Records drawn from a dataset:
==*==
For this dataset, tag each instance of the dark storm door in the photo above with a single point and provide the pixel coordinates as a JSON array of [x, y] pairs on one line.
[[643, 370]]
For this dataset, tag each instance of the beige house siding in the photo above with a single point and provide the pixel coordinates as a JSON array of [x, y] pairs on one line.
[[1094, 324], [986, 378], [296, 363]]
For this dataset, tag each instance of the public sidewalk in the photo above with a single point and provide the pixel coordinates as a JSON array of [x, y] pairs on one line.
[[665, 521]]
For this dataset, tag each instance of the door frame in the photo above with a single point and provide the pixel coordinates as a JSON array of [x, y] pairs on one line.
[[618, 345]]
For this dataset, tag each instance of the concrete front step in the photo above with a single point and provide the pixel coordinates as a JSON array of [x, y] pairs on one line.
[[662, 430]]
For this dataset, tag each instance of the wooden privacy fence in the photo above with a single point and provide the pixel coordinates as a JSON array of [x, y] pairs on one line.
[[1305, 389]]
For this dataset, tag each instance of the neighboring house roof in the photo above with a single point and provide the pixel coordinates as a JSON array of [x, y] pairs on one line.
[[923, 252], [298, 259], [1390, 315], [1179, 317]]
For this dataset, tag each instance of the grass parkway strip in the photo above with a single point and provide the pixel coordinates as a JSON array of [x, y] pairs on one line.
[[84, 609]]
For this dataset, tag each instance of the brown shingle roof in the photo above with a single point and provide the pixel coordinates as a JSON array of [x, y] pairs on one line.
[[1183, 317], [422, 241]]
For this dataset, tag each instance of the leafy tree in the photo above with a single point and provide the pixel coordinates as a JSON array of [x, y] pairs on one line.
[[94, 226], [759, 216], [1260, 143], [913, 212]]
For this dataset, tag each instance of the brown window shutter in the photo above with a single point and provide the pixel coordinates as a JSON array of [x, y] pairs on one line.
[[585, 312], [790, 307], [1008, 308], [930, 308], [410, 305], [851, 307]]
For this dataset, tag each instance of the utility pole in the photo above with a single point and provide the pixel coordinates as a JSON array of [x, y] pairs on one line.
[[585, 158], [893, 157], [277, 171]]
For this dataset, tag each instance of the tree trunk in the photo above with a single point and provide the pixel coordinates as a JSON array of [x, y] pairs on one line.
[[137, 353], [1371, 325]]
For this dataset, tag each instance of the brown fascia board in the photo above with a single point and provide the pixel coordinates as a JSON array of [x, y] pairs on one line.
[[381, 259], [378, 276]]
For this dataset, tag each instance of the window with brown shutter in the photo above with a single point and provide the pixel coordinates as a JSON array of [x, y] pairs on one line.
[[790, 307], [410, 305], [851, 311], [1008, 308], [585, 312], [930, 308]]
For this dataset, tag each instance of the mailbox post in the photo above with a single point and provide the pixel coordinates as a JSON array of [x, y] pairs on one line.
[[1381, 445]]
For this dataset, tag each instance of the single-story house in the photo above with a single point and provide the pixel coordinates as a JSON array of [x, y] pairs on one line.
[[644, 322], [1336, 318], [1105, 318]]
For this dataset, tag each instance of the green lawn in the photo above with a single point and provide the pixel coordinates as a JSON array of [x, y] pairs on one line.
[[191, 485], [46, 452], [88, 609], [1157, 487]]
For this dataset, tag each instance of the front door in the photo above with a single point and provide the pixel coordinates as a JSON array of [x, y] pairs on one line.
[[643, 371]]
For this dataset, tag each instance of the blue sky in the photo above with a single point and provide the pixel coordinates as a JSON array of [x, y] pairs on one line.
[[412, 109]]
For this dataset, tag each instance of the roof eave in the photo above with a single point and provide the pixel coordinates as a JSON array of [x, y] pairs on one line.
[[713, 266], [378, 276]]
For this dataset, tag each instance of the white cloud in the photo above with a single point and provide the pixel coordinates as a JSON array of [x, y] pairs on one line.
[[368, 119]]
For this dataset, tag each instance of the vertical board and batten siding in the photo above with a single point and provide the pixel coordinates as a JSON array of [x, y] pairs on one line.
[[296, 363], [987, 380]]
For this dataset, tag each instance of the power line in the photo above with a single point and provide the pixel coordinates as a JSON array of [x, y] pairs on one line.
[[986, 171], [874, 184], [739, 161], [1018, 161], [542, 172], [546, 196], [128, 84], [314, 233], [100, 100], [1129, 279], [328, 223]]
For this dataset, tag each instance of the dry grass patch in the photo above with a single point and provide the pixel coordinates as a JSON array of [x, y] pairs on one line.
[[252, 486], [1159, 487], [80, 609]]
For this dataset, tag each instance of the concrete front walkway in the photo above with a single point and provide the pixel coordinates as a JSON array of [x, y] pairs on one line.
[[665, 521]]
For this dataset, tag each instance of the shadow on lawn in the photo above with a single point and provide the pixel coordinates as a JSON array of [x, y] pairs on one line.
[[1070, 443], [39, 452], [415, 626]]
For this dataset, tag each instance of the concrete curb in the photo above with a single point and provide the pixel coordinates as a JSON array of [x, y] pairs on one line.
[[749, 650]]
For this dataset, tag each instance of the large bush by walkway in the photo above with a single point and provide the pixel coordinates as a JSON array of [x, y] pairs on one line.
==*==
◆ **Do this**:
Reproduce all of the material above line for line, without any alteration.

◆ **The response**:
For this dataset, tag each instance of the dark storm door in the photo above with a single point and provide the pixel coordinates as a JSON array of [x, y] pairs on one line.
[[643, 370]]
For this dataset, tag each instance of the beige house siding in the photo above with a single point and provide the pixel coordinates as a JSON array of [x, y] pairs on one line.
[[1094, 324], [986, 378], [296, 363]]
For this dataset, tag each instance of the public sidewalk in the photo above with a single point and provide the pixel coordinates as a JSON array of [x, y] pairs on one line.
[[665, 521]]
For this dataset, tag each instance of the door frame in the photo above with a single point and provide the pixel coordinates as a JSON array of [x, y] pairs on one line.
[[618, 345]]
For this dataset, tag each instance of the concrete front step in the photo above with a single point and provide the pixel coordinates as a JSON array of [x, y] pairs on one line.
[[662, 430]]
For this dataset, tag each instance of the wooden privacy fence in the photo above with a single point and provide the pixel coordinates as a JSON array of [x, y] pairs on one line.
[[1305, 389]]
For this dataset, tag each instance of the neighboring house roof in the photo above with a single point and provide the pixel coordinates as a JSON array of [x, y] pairs on one line.
[[923, 252], [298, 259], [1390, 315], [1179, 317]]
For this dataset, tag each instance of the grass parkway strip in the photo above with a single point and provide the pixel coordinates as a JSON array of [x, y] pairs on one line.
[[84, 609]]
For this dataset, tag each instance of the brown shingle roof in the photo above with a single point and provide the pixel coordinates as a JSON array of [x, y] pairs on one line.
[[1183, 317], [422, 241]]
For this dataset, tag each instance of the leafy tree in the photo above with a single point and provide the pixel coordinates as a JSON array of [x, y] pairs on one line.
[[94, 226], [759, 216], [1260, 143], [913, 212]]
For this dataset, tag each instance of the brown window shutter in the photo above with a single point and provide the pixel coordinates as a JSON array of [x, y] pairs on one line.
[[585, 312], [790, 307], [1008, 308], [930, 308], [410, 305], [851, 307]]
For this dataset, tag each instance of the utility pole in the photo above with a single point and provide the pixel coordinates as a JSON array of [x, y] pairs on one line.
[[585, 158], [893, 157], [277, 171]]
For this dataset, tag each instance of the tree trunk in the photo above with a single point and provide the pixel coordinates as a JSON array of [x, y] pairs on one line.
[[137, 353], [1371, 325]]
For this dataset, tag each instance of the brown fascia board in the photo above with a single point and provide the pixel coordinates as a JSON array of [x, y] pairs on one line.
[[381, 259], [378, 276]]
For this dataset, tag each instance of the window with brown shutter in the photo above with a single point and provide the pixel coordinates as a JSON array of [x, y] pairs on one line.
[[790, 307], [410, 305], [851, 311], [1008, 308], [585, 312], [930, 308]]
For this dataset, tag each instance of the mailbox post in the photo above with a single point and provide the pixel coordinates as a JSON array of [x, y] pairs on one line.
[[1381, 445]]
For this dataset, tag each instance of the single-story house in the photo above with a single point and provide the pixel coordinates as a JSON array of [x, y] pairs on one line.
[[644, 322], [1336, 318], [1105, 318]]
For this dataset, tag each instance of the green lawn in the photo above with a single point and provide the pixel coordinates as a JSON array of [x, y] pairs on one line.
[[191, 485], [46, 452], [88, 609], [1157, 487]]
For this dataset, tag each instance of the front door in the photo above with a single point and provide the pixel coordinates as a JSON array of [x, y] pairs on one line.
[[643, 371]]
For this dataset, tag each instance of the blue sky in the photo above with a single point and provide the pixel coordinates as a JSON array of [x, y] pairs on one line.
[[412, 109]]
For this dataset, tag each instance of the roof eave in the photo above with a single point and provide the pixel coordinates as a JSON array of [x, y] pairs on one line.
[[713, 266], [378, 276]]
For this dataset, tag each instance of the white cloud in the photo above with a single point and provide the pixel coordinates as a JSON array of [x, y] pairs on one line.
[[368, 119]]
For this dataset, tag each instance of the vertical board and batten siding in the photo above with a single point and provide the pixel coordinates as a JSON array of [x, y] pairs on one line.
[[296, 363], [987, 380]]
For this dataset, tag each instance of the power line in the photo above with a single point and provide the pixel coordinates as a JSON array of [x, y] pairs on one line.
[[986, 171], [874, 184], [739, 161], [1018, 161], [542, 172], [546, 196], [128, 84], [314, 233], [100, 100], [1129, 279], [328, 223]]
For this dataset, tag each instance of the dry grass patch in the photo above with a single point and provide the pixel coordinates as a JSON array of [x, y] pairs on one line.
[[252, 486], [1159, 487], [80, 609]]
For this dataset, tag each instance of the concrete front walkway in the photo above with a single point and provide the pixel coordinates as a JSON array of [x, y] pairs on one line.
[[665, 521]]
For this dataset, tag each instance of the shadow on lawn in the photo above with a single point and provide the pixel coordinates as a JSON array of [x, y] pairs on one line.
[[1070, 443], [39, 452], [415, 626]]
For this dataset, tag each instance of the concrete curb in the photo above with a single point and provide the pixel coordinates as a JSON array of [x, y] pairs on one line.
[[749, 650]]
For this dataset, tag each instance of the large bush by walkway in the photo above with a single point and provide the pixel coordinates as a JSON array of [x, y] pairs on one line.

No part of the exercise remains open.